• Point-based annotation data
• • • •

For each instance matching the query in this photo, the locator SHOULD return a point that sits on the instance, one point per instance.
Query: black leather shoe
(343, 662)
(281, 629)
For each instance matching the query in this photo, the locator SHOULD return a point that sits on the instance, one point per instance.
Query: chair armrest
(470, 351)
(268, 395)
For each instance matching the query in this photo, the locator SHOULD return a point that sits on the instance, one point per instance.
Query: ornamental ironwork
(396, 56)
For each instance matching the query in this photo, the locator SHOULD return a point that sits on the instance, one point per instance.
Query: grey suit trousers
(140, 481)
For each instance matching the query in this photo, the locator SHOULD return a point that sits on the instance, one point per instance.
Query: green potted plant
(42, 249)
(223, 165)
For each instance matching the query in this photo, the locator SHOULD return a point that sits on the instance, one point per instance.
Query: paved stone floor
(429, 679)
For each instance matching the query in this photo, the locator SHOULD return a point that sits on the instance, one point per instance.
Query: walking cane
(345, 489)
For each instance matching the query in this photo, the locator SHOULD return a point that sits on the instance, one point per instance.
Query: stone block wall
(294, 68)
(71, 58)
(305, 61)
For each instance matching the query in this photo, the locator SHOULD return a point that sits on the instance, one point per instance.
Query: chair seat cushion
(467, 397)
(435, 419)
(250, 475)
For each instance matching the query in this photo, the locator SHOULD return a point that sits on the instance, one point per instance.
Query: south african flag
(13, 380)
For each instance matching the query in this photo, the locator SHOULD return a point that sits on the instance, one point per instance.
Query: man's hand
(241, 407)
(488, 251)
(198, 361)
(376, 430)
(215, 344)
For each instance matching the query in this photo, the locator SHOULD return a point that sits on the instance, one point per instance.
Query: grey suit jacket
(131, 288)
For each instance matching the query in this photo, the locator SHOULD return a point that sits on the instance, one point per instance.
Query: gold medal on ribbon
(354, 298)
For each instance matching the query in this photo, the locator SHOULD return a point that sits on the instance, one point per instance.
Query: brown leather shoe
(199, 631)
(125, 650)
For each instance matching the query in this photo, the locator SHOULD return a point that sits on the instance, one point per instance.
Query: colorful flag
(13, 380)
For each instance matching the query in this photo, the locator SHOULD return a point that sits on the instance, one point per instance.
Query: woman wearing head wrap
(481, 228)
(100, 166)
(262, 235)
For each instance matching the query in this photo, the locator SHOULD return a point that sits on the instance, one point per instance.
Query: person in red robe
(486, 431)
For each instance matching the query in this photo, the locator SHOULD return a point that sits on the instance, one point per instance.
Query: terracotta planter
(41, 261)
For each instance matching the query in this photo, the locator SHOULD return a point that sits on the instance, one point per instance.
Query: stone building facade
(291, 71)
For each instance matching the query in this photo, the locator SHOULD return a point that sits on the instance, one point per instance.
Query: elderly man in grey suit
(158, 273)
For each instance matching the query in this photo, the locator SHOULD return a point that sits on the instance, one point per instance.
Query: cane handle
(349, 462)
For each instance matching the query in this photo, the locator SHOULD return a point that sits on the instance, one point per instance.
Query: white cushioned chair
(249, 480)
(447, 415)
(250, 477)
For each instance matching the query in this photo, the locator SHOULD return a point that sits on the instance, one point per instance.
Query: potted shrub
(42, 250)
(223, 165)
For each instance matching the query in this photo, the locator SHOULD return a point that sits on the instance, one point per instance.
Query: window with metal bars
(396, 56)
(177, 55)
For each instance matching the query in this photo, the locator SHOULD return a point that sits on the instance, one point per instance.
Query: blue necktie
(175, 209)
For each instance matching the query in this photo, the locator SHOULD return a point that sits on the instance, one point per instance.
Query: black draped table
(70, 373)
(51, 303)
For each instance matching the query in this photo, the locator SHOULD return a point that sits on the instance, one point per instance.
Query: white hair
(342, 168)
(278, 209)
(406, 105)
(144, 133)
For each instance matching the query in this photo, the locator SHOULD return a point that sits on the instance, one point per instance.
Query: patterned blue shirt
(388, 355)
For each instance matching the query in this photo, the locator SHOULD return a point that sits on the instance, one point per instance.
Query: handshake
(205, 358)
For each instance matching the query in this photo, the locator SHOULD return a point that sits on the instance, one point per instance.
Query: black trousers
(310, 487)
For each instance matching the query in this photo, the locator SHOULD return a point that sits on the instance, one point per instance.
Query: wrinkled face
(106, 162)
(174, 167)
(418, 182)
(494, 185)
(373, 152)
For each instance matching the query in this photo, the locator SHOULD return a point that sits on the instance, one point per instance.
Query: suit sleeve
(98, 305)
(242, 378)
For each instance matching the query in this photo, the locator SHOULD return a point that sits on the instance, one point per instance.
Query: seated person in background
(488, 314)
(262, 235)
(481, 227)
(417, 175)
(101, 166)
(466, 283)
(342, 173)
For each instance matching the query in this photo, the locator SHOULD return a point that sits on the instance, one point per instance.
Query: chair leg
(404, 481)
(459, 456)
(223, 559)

• • • •

• PROBLEM DESCRIPTION
Reproduce the records word for word.

• WRITTEN REPLY
For each instance matching the query in this photo, the locator SHOULD return a point that sits on the instance, one point per instance.
Query: black leather shoe
(343, 662)
(281, 629)
For each instance matching the query in this photo, the locator SHOULD return a point that sits on the instance, one point per instance.
Query: chair armrest
(470, 351)
(268, 395)
For each instance matching the query in this photo, the locator SHOULD return a point that sits on the instance, one point per instance.
Query: ornamental ironwork
(396, 56)
For each instance matching the query in this photo, the locator SHOULD return a point that sits on the instance, one point per instance.
Query: grey suit trousers
(140, 481)
For each instance matching the query in this photo, the locator SHOULD return a point that sits on the instance, one point per instance.
Query: green potted plant
(42, 249)
(223, 165)
For each instance matching the query in this photo, the locator SHOULD return a point that sits on the instance, one point per instance.
Query: paved stone floor
(429, 679)
For each instance matching the query in this photo, the locator SHOULD return a point that sits on the instance, one point per instance.
Query: walking cane
(345, 489)
For each instance matching the query in this photo, the locator SHOULD return a point that sits on the instance, one point per instance.
Query: stone block wall
(294, 68)
(71, 58)
(305, 61)
For each instance matching the query in this photo, the locator SHOULD return a point that sits on the instance, one point per instance.
Query: chair seat cushion
(467, 397)
(435, 419)
(250, 475)
For each instance matching the query in this photo, the locator SHOULD return a point that sits on the instance, one point per instance.
Query: south african flag
(13, 380)
For each instance matching the query in this photo, the locator SHOULD return a point that sits on the instance, one point per instance.
Query: man's hand
(241, 407)
(488, 251)
(198, 361)
(376, 430)
(215, 344)
For each instance matching the query in this photo, the locator SHOULD return a point that sits on the instance, one point per instance.
Query: grey suit jacket
(131, 288)
For each instance matching the query in this photo, the locator SHOULD return a point that sits on the instance, one point per instance.
Query: gold medal on ribbon
(354, 298)
For each instance matching the query in this photo, the locator SHOULD return a point that sits on the instance, one point per instance.
Query: brown leather shoe
(199, 631)
(125, 650)
For each instance matching the query in this photo, the locator SHOULD return a point that sits on the instance, one point per instance.
Query: colorful flag
(13, 380)
For each instance matching the query in this photo, the locator SHOULD return a point that sits on the instance, one point per instance.
Query: woman wearing head wrap
(481, 228)
(100, 166)
(262, 235)
For each instance matching the query in this photo, the locator SHOULD return a point that sits on the instance, one point per instance.
Query: person in red robe
(486, 431)
For each instance matching the query in this photo, the locator SHOULD return a point that sits on the instance, one point per instance.
Query: terracotta planter
(41, 261)
For each instance matching the query in this photo, the locator SHOULD return a point that sits on the instance, one point per instance.
Query: stone building facade
(291, 71)
For each instance matching the query in this photo, the locator SHOULD return a point that sits on the instance, one point per instance.
Query: elderly man in grey suit
(158, 273)
For each instance matching the query in this photo, the locator SHOULD return a point that sits on the instance, one point per instance.
Query: cane handle
(349, 462)
For each instance matching the query in this photo, the locator SHOULD return a point that sits on the instance, one point per instance.
Query: white cushioned chair
(249, 480)
(447, 415)
(250, 477)
For each instance matching the query in this photo, the locator SHOULD return a point that sits on the instance, one point per instance.
Query: potted shrub
(42, 250)
(223, 165)
For each instance matching the query in this photo, the locator SHOULD return a point that sits on the instance, one point per instance.
Query: window with metal bars
(396, 56)
(177, 55)
For each instance matching the query in this photo, the locator SHOULD return a point that sits on the instance, one point per instance.
Query: blue necktie
(175, 209)
For each instance matching the query in this photo, the locator SHOULD return a point that sits on the instance, one point per instance.
Query: black draped table
(70, 373)
(51, 303)
For each instance matching the query in this photo, the locator SHOULD return a point that sits on the instance, one point per instance.
Query: white hair
(342, 168)
(278, 209)
(406, 105)
(144, 133)
For each instance matching the query in this photo, the locator SHOULD return a point that sits on the instance, one point per instance.
Query: patterned blue shirt
(388, 355)
For each instance matching the query in this photo, the locator SHOULD return a point that sits on the instance, one point per instance.
Query: handshake
(205, 358)
For each instance matching the query in this photo, the locator SHOULD return a point that sits on the instance, one point per instance.
Query: black trousers
(310, 487)
For each instance matching the query in this photo, the locator SHOULD return a point that sits on the instance, one point per instance.
Query: wrinkled face
(106, 162)
(174, 167)
(418, 182)
(494, 185)
(373, 152)
For each instance matching the query in this photo, the locator SHOULD return a point that sits on the instance, one point per instance.
Query: suit sleeve
(98, 305)
(242, 378)
For each instance matching the query in this photo, the locator SHOULD return a point that sits on the instance, one point per instance.
Query: seated person in background
(488, 314)
(262, 235)
(481, 227)
(417, 175)
(101, 166)
(466, 283)
(342, 173)
For each instance matching the query in this photo, the locator SHOULD return a point that sits on the instance, one point per instance.
Query: chair leg
(404, 481)
(459, 456)
(223, 559)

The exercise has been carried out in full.